*INSTRUCTION*. Reproduce the material from the line that has "white towel on hip ->" through the line that has "Outline every instance of the white yard", replacing "simplified polygon" with "reduced polygon" and changing nothing else.

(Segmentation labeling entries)
-- begin --
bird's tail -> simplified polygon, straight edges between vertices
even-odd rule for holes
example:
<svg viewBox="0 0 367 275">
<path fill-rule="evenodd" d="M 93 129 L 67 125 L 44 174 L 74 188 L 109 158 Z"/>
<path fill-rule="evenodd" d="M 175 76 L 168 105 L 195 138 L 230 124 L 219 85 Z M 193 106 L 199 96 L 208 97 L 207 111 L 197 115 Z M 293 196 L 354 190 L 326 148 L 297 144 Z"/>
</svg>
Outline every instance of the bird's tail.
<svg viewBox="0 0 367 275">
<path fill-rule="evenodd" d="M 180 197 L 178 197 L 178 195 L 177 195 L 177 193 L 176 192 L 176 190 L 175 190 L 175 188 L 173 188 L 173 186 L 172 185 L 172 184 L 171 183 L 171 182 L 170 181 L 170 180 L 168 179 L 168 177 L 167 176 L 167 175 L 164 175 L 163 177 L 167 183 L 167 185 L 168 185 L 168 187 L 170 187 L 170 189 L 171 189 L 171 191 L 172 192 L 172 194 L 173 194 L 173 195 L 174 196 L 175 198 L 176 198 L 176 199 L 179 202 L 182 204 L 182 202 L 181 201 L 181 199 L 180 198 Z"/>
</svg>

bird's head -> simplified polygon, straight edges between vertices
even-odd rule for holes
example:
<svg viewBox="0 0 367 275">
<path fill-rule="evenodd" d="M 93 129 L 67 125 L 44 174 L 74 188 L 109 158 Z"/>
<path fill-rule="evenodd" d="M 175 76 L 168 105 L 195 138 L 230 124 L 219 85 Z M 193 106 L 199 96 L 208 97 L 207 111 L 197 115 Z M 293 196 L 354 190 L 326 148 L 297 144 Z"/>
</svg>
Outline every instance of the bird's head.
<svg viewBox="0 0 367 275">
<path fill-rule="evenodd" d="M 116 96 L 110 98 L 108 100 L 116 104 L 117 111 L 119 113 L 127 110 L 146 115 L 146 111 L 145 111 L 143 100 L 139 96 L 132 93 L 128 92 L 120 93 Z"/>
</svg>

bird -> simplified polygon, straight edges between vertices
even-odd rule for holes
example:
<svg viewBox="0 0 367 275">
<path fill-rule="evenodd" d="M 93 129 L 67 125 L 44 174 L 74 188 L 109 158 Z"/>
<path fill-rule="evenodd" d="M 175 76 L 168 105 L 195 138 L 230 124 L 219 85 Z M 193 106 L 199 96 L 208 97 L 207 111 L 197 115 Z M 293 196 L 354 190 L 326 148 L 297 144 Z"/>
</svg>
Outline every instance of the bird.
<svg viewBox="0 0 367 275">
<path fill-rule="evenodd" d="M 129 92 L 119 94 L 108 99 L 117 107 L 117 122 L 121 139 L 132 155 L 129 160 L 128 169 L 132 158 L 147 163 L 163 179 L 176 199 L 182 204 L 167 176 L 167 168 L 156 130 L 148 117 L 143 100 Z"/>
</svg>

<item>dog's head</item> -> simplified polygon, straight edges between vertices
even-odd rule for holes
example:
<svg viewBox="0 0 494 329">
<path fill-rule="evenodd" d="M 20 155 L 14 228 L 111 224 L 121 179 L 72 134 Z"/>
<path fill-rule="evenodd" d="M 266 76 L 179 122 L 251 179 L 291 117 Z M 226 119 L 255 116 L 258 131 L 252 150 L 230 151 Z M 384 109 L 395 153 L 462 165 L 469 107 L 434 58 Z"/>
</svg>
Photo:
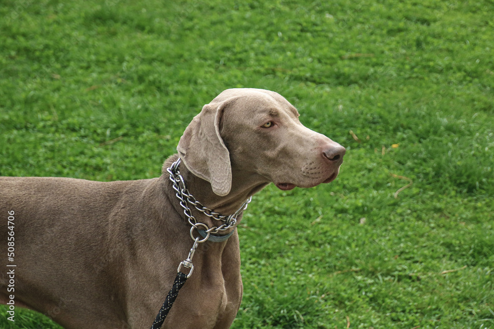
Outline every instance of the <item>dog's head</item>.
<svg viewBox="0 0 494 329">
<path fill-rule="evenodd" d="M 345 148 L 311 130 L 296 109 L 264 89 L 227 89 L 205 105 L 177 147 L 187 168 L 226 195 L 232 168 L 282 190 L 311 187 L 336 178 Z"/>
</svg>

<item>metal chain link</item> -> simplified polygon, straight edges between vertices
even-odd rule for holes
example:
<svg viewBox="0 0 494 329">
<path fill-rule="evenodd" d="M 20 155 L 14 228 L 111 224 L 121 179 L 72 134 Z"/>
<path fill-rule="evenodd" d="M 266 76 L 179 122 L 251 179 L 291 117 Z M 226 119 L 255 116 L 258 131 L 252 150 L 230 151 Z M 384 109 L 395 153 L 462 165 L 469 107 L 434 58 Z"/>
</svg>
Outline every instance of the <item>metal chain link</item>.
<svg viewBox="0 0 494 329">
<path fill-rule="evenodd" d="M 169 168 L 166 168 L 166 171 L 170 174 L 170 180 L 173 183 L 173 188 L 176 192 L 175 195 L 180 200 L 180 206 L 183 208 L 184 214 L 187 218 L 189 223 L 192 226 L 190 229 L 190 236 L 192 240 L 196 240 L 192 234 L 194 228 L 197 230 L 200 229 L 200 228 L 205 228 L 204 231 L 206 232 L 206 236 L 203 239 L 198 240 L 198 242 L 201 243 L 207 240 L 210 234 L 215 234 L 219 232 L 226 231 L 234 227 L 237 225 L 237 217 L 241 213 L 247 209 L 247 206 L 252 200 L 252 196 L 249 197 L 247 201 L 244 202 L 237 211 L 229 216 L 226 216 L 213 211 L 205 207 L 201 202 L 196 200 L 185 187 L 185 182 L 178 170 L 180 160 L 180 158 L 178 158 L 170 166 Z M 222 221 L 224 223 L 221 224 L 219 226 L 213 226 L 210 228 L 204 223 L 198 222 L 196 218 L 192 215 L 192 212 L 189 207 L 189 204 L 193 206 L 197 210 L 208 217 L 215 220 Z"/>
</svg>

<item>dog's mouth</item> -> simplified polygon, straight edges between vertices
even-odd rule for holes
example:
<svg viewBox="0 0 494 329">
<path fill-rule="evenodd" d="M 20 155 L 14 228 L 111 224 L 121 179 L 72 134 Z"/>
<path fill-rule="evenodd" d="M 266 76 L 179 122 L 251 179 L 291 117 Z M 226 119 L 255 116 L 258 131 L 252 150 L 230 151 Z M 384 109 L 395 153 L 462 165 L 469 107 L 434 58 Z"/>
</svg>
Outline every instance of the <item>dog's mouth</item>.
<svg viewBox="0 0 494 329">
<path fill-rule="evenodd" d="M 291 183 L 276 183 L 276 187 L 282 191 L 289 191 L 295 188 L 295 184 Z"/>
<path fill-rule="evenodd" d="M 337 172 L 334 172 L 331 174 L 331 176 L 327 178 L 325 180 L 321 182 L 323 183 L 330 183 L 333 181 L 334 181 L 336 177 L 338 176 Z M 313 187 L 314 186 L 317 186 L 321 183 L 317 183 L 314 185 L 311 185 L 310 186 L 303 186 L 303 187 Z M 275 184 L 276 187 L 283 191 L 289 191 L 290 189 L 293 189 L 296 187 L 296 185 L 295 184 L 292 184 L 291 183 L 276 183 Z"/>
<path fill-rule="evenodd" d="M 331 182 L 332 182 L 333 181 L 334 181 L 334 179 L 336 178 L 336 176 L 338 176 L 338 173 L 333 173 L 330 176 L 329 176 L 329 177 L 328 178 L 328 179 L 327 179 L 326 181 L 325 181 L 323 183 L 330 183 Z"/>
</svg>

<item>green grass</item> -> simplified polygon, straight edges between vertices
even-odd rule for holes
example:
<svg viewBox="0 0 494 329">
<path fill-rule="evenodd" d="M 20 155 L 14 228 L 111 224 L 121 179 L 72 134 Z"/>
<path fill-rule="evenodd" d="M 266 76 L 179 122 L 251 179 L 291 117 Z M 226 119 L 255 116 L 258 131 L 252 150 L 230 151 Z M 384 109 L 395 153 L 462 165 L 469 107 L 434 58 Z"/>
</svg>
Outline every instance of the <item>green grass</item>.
-- end --
-- begin --
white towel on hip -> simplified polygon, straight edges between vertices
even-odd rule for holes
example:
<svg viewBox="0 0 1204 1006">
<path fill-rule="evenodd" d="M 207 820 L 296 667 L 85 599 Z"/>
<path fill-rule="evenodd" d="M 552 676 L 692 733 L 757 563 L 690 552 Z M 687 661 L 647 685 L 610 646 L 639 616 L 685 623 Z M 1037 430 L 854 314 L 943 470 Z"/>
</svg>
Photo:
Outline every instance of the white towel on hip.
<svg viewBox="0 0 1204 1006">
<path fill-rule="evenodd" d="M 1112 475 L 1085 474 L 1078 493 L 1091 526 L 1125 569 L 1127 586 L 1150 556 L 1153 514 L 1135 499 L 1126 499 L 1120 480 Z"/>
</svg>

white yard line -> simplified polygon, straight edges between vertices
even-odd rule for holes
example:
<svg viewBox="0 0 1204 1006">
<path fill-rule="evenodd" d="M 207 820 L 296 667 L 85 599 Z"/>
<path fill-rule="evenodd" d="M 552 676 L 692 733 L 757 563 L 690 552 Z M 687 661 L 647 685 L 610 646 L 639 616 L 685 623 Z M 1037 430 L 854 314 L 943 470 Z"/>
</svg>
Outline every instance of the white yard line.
-- end --
-- begin --
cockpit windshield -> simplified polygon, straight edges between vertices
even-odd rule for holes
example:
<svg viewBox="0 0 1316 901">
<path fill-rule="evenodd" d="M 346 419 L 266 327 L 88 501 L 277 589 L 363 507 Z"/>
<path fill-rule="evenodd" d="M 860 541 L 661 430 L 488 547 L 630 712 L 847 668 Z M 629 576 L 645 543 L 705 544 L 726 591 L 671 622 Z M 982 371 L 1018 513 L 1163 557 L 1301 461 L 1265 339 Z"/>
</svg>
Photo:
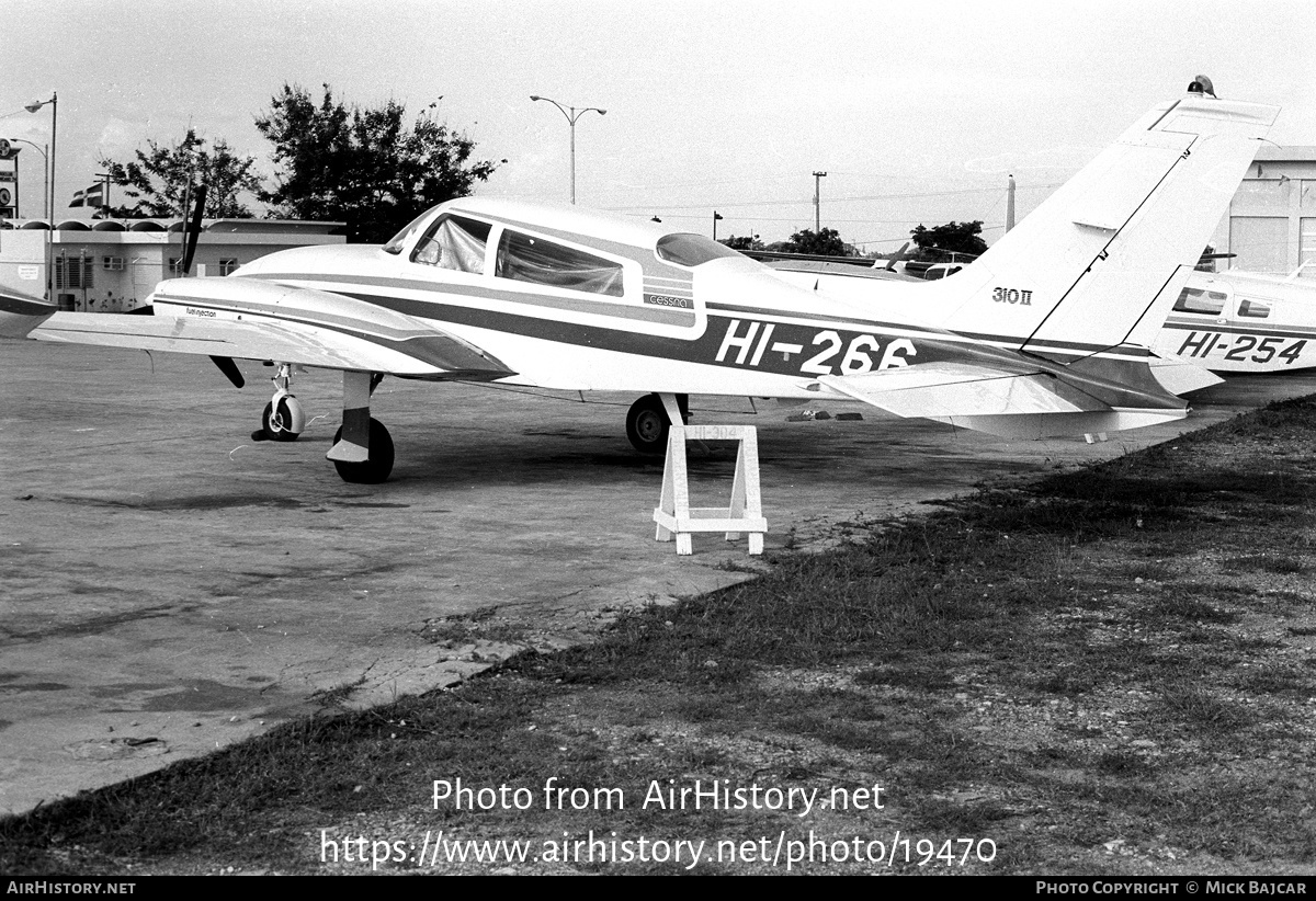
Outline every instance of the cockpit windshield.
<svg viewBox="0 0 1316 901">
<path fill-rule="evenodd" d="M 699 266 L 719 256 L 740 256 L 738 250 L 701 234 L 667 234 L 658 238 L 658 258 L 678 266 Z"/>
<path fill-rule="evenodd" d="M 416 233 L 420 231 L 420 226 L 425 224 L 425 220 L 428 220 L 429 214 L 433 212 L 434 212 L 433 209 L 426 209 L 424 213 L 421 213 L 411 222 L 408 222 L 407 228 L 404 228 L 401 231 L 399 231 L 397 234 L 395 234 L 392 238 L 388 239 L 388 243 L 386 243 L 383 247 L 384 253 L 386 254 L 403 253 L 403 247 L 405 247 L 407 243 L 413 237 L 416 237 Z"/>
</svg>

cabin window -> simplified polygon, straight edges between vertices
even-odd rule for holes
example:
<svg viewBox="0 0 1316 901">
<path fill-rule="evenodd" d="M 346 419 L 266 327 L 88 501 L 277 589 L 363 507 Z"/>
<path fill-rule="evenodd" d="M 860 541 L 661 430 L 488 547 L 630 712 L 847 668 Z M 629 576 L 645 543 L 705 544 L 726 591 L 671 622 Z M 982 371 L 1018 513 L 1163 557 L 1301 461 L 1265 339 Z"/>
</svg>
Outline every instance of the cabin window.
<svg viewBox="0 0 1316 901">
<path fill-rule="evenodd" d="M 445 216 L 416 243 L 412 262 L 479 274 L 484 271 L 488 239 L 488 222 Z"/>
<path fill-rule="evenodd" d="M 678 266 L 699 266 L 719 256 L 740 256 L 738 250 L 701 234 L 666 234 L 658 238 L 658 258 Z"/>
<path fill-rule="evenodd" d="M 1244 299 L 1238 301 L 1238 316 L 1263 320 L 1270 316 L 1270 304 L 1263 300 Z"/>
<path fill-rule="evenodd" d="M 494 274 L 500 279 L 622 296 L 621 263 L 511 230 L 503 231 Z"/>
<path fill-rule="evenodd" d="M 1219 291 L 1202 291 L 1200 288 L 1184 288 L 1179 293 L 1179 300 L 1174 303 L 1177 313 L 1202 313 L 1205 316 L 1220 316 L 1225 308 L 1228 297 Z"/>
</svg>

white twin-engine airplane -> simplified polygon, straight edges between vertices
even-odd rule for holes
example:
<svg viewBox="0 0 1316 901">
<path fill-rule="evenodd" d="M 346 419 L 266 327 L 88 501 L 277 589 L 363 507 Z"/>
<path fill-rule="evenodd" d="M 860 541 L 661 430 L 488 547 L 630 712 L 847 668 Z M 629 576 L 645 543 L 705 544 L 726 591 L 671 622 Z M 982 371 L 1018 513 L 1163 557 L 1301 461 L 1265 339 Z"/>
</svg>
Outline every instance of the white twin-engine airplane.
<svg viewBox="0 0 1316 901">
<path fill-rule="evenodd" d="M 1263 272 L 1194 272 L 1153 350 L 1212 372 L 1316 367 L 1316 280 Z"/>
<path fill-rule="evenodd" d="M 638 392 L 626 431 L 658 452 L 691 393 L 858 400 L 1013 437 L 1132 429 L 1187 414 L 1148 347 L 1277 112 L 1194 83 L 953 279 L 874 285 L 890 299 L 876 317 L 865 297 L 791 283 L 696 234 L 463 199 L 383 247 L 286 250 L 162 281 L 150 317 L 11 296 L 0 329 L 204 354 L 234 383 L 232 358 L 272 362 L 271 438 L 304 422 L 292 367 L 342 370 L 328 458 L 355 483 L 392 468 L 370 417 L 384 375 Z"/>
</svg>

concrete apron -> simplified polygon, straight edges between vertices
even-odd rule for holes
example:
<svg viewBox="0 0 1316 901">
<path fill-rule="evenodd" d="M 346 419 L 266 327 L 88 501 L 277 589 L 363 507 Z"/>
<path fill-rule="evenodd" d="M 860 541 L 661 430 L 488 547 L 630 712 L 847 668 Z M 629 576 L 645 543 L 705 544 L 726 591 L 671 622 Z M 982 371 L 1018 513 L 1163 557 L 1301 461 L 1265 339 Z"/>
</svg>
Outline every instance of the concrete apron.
-- end --
*REPLY TO THE EXERCISE*.
white towel on hip -> reduced polygon, straight edges between vertices
even-odd rule for holes
example:
<svg viewBox="0 0 1204 1006">
<path fill-rule="evenodd" d="M 207 820 L 296 667 L 85 599 Z"/>
<path fill-rule="evenodd" d="M 552 676 L 692 733 L 757 563 L 690 552 Z M 687 661 L 647 685 L 610 646 L 639 616 L 685 623 Z M 1037 430 L 854 314 L 943 470 Z"/>
</svg>
Photo:
Outline every instance of the white towel on hip.
<svg viewBox="0 0 1204 1006">
<path fill-rule="evenodd" d="M 1112 475 L 1085 474 L 1078 493 L 1091 526 L 1125 569 L 1127 586 L 1150 556 L 1153 514 L 1135 499 L 1126 499 L 1120 480 Z"/>
</svg>

white yard line -> reduced polygon, straight edges between vertices
even-odd rule for holes
example:
<svg viewBox="0 0 1204 1006">
<path fill-rule="evenodd" d="M 207 820 L 296 667 L 85 599 Z"/>
<path fill-rule="evenodd" d="M 552 676 L 692 733 L 757 563 L 690 552 Z M 687 661 L 647 685 L 610 646 L 639 616 L 685 623 Z M 1037 430 L 854 314 L 943 470 Z"/>
</svg>
Outline every instance of the white yard line.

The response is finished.